*DO THIS:* Please copy the records below word for word, starting at their first line and ending at the line that contains "(1283, 205)", with both ends included. Leave the pictures out of your answer.

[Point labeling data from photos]
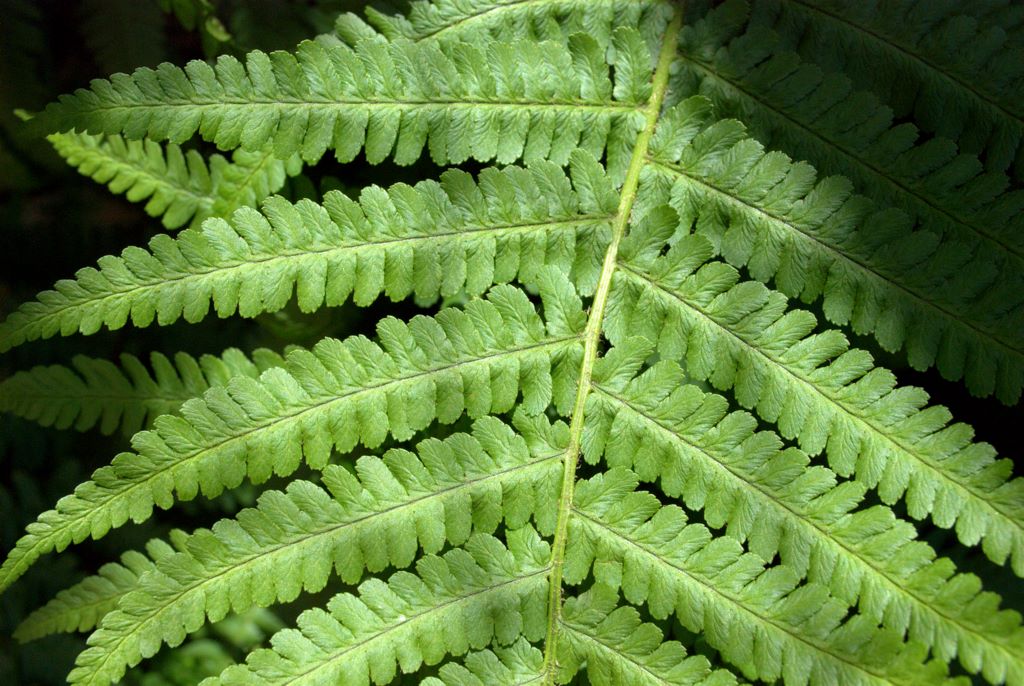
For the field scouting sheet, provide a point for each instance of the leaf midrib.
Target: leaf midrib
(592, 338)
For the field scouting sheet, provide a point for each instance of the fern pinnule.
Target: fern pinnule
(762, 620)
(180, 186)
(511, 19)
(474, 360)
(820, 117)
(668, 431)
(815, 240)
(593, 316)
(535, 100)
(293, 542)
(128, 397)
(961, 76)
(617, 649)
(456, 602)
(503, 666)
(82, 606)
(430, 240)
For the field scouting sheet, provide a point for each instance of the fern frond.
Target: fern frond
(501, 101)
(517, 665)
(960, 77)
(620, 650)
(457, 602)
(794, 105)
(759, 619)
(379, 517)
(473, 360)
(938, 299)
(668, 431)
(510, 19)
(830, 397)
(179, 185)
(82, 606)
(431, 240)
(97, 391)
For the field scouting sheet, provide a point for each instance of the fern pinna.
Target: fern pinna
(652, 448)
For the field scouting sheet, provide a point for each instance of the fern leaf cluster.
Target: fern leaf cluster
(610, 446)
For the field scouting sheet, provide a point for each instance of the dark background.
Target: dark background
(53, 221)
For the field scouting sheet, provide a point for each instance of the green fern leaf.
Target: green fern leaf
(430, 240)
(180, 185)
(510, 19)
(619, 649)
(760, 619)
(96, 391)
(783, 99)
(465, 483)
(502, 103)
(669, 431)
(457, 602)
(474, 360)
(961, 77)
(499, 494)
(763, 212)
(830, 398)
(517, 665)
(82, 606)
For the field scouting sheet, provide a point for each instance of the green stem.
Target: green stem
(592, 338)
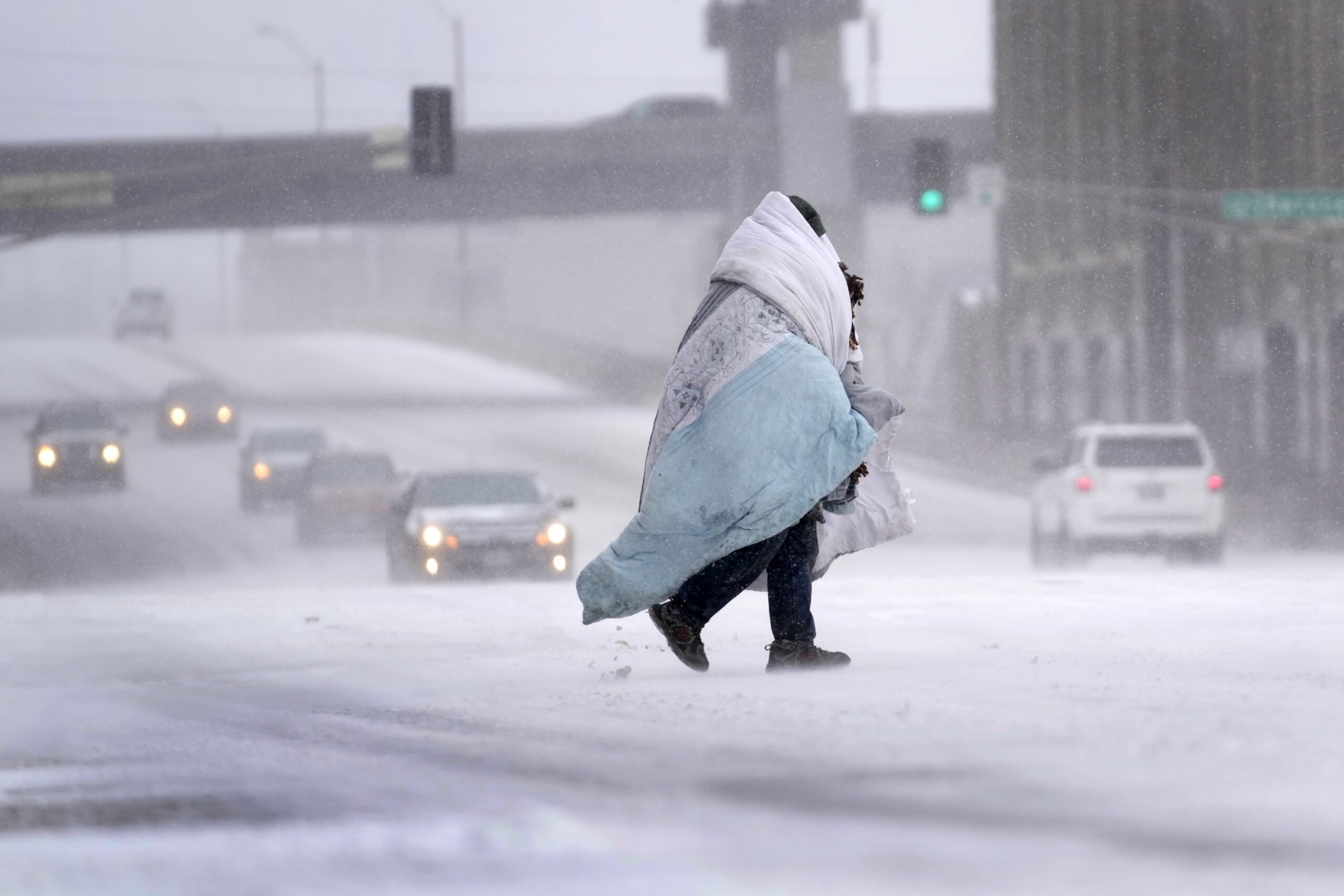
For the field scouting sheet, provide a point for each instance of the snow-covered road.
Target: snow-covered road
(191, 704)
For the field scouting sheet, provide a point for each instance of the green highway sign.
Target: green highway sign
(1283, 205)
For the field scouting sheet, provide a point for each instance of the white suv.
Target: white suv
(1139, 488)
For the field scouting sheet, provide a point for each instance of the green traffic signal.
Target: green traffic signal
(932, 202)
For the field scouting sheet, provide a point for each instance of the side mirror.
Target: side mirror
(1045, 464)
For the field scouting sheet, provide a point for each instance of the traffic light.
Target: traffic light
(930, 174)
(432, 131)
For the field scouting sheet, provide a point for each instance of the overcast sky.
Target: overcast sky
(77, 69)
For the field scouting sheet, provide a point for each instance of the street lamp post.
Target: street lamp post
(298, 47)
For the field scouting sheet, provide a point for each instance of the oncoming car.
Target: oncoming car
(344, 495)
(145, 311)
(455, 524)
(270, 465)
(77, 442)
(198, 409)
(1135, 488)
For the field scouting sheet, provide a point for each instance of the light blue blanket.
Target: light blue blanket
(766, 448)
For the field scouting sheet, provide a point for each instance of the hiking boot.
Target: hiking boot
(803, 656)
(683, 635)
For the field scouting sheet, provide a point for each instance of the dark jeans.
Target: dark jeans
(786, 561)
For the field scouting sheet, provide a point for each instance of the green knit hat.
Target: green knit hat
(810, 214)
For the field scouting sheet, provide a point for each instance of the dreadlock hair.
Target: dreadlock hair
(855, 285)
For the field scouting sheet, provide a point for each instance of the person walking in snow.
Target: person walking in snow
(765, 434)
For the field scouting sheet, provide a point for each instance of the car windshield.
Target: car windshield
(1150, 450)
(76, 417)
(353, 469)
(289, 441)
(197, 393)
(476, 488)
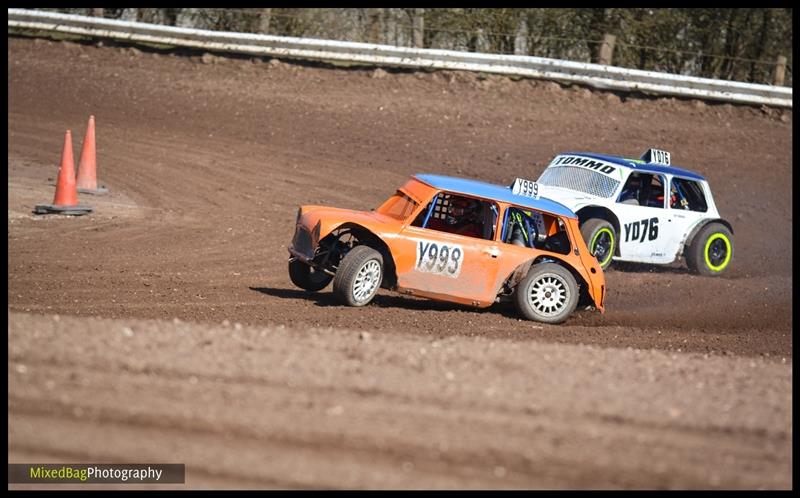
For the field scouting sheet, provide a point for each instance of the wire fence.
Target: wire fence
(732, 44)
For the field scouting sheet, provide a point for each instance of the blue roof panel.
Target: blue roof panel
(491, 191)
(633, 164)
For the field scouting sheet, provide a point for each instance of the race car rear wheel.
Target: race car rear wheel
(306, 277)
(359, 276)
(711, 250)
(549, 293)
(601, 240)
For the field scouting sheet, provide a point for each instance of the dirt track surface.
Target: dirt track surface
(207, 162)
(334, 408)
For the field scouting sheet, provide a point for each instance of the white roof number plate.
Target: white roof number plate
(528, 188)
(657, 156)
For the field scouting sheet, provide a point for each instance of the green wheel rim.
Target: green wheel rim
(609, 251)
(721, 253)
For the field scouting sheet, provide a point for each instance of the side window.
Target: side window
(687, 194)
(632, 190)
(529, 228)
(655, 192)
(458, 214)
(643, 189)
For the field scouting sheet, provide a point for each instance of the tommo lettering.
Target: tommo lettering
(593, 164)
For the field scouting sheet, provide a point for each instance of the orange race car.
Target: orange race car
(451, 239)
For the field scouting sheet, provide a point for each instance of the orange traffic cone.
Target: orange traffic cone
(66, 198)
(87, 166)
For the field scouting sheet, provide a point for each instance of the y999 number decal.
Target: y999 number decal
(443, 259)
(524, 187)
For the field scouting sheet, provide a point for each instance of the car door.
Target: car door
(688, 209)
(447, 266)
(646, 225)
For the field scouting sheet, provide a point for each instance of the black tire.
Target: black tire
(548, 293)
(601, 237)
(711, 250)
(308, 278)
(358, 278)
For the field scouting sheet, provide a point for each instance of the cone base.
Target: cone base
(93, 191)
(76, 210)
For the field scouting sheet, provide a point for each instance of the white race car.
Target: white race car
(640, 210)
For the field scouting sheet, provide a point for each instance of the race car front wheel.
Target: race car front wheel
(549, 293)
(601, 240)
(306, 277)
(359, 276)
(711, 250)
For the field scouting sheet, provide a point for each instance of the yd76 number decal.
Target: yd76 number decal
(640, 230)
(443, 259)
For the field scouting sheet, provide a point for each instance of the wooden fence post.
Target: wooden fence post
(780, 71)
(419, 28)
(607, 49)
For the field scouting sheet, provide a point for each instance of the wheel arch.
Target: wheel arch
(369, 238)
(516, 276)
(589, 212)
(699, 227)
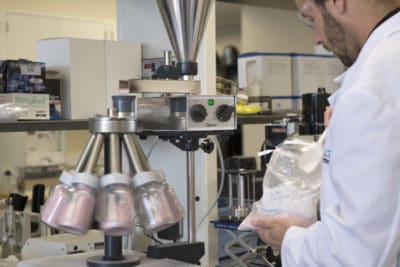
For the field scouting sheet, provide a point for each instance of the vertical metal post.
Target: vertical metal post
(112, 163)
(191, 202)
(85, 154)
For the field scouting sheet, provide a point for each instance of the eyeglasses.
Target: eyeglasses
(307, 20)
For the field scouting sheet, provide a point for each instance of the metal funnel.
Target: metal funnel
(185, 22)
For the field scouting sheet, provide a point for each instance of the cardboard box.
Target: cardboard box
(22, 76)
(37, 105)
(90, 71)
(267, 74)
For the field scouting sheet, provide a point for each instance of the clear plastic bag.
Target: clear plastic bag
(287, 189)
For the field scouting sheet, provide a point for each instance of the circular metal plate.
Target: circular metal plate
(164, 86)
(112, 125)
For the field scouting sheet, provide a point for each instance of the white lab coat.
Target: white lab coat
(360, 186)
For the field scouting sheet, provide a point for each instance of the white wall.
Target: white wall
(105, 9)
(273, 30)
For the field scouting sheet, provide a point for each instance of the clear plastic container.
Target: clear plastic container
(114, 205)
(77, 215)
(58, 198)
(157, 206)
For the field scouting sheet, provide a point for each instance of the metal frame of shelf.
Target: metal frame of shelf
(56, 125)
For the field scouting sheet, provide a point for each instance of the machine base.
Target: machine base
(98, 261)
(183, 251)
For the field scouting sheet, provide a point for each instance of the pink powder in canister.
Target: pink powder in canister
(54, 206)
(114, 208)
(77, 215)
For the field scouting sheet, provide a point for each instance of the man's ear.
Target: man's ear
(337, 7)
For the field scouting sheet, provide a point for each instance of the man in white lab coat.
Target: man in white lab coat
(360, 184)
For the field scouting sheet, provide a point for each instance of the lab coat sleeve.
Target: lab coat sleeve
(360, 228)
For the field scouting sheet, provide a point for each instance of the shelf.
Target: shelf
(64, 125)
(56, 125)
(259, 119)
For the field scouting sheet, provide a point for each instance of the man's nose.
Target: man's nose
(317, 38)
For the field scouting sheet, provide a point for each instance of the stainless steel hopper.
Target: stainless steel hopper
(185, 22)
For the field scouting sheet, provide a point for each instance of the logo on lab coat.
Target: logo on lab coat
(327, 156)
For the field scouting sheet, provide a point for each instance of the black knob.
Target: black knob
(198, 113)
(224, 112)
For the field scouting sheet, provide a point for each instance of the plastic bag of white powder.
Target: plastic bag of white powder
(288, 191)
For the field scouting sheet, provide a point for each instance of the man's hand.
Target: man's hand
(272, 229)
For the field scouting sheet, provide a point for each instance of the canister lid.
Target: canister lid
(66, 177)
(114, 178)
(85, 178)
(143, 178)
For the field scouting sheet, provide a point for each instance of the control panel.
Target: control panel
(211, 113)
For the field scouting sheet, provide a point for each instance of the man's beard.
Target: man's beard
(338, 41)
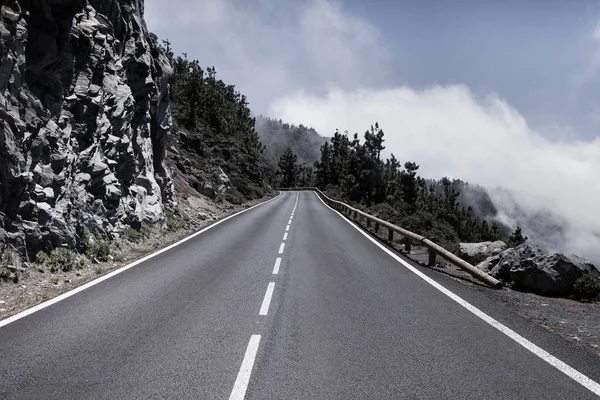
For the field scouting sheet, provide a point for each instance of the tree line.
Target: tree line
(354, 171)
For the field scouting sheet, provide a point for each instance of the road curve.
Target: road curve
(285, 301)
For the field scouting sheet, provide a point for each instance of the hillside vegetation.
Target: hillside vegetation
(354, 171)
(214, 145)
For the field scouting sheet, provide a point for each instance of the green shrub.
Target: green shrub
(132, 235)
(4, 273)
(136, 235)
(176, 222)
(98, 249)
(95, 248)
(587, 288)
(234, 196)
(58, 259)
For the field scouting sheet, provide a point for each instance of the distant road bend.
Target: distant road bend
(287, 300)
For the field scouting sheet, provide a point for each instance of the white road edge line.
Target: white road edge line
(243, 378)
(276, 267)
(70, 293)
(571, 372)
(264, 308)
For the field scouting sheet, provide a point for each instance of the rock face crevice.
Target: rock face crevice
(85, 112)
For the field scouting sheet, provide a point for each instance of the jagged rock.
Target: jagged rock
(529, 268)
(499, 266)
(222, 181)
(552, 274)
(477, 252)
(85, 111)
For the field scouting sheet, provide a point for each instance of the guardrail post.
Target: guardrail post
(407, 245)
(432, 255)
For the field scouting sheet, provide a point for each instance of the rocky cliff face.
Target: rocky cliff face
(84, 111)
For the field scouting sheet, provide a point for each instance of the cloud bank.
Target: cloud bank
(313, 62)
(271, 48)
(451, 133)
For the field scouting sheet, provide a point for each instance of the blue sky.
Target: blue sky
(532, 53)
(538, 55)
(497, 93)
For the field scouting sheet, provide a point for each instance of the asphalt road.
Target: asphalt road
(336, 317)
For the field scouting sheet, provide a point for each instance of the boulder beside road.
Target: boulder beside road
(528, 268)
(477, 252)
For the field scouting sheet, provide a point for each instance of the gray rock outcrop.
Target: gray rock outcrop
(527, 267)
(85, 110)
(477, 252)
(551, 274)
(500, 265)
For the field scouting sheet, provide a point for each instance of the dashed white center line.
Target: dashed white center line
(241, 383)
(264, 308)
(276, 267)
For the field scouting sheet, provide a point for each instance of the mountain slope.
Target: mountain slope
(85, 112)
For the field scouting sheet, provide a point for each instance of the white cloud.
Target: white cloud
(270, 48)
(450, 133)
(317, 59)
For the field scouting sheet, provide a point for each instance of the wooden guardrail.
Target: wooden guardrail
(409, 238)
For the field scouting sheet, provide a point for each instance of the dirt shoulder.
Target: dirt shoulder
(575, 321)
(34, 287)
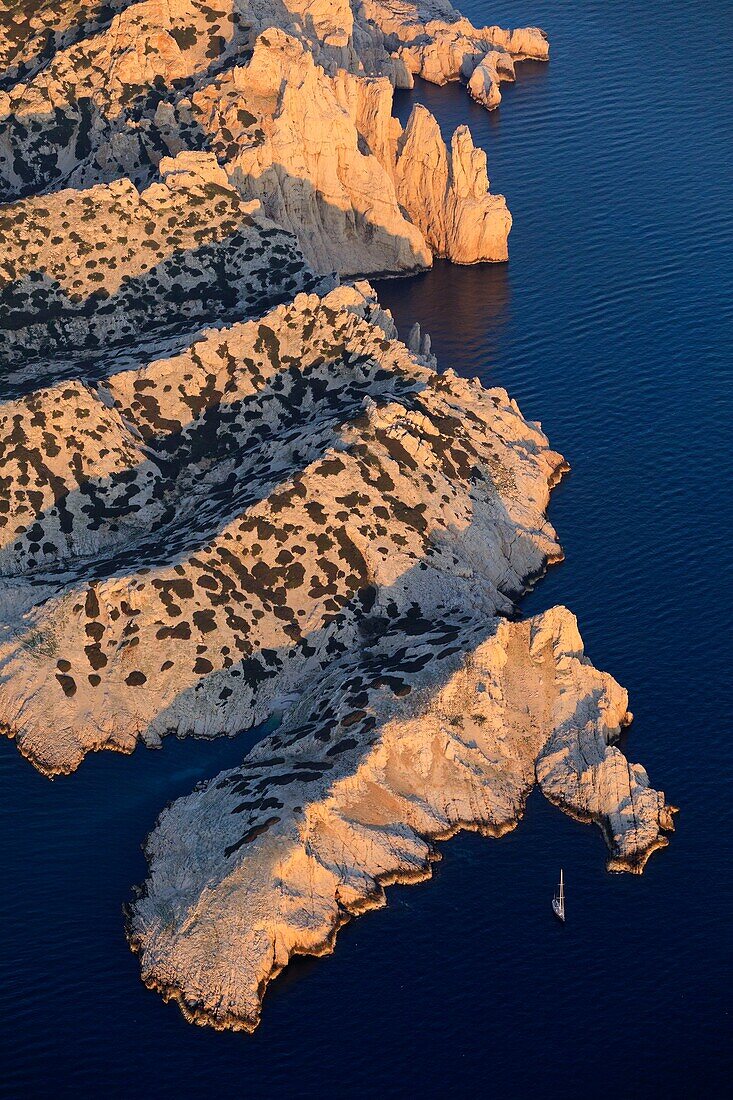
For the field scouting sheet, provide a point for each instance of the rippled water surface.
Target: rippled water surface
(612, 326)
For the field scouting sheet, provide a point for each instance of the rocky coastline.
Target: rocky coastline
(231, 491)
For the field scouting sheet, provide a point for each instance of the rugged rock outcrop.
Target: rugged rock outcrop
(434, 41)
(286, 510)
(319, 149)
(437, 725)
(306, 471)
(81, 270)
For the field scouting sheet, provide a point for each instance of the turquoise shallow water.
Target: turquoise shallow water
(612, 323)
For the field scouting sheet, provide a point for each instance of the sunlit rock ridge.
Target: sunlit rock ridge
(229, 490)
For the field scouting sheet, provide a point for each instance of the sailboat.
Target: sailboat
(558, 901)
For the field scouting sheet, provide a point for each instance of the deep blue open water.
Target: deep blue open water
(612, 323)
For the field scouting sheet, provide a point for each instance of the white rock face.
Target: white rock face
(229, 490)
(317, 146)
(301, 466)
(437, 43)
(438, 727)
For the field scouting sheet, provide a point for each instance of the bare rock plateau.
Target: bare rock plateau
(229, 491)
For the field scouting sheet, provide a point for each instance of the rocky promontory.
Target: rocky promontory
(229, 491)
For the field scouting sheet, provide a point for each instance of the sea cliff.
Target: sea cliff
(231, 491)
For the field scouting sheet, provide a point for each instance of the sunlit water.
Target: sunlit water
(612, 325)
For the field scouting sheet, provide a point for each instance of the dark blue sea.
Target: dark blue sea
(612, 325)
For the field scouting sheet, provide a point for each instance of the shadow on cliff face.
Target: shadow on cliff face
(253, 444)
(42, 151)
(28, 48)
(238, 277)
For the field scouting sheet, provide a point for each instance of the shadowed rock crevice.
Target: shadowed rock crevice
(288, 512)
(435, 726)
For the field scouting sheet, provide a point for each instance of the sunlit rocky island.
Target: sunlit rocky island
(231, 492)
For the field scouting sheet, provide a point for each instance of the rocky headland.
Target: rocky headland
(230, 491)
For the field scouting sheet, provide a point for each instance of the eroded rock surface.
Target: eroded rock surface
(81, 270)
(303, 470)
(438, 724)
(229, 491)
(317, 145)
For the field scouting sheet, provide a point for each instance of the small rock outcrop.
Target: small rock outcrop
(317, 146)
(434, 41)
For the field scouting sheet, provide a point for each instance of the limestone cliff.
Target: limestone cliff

*SOLUTION:*
For the field scouting sheet, provide a point for each instance of the leaf midrib.
Target: leaf midrib
(592, 338)
For the field scouting sheet, provide a point for each instance of the fern pinnule.
Target: fern pinnule
(762, 620)
(180, 186)
(511, 19)
(474, 360)
(820, 117)
(668, 431)
(815, 240)
(593, 316)
(535, 100)
(293, 542)
(128, 397)
(961, 76)
(617, 649)
(456, 602)
(503, 666)
(82, 606)
(430, 240)
For the field scouting sheet, provide a point for each instance of the fern frond.
Target: fern frond
(501, 101)
(517, 665)
(960, 77)
(620, 650)
(457, 602)
(794, 105)
(759, 619)
(379, 517)
(473, 360)
(938, 299)
(668, 431)
(510, 19)
(830, 397)
(179, 185)
(82, 606)
(431, 240)
(97, 391)
For the field scouting sheet, provide a point for each instance of the fern pinna.
Target: fern pinna
(652, 448)
For the field scouting sheet, provide a point for each instance of the fern leaf cluster.
Target: fern leaf cluster
(610, 446)
For the field scouting sheet, provide a point for each instance of the dark background.
Target: dark background
(53, 221)
For the field scouting sheet, provide a point for each instance of the green fern leaf.
Target: green fern leaf
(430, 240)
(180, 185)
(510, 19)
(619, 649)
(760, 619)
(96, 391)
(783, 99)
(465, 483)
(502, 103)
(669, 431)
(457, 602)
(474, 360)
(961, 77)
(499, 494)
(763, 212)
(830, 398)
(517, 665)
(82, 606)
For the field scouting sheet, provide a point for each instance of the green stem.
Target: green stem
(592, 338)
For the field scouting sheet, provide a point for each instance of the snow-covered road.
Target: snow-covered road
(191, 704)
For the field scouting sheet, provide a point for each instance of the green highway sign.
Target: green highway sign
(1283, 205)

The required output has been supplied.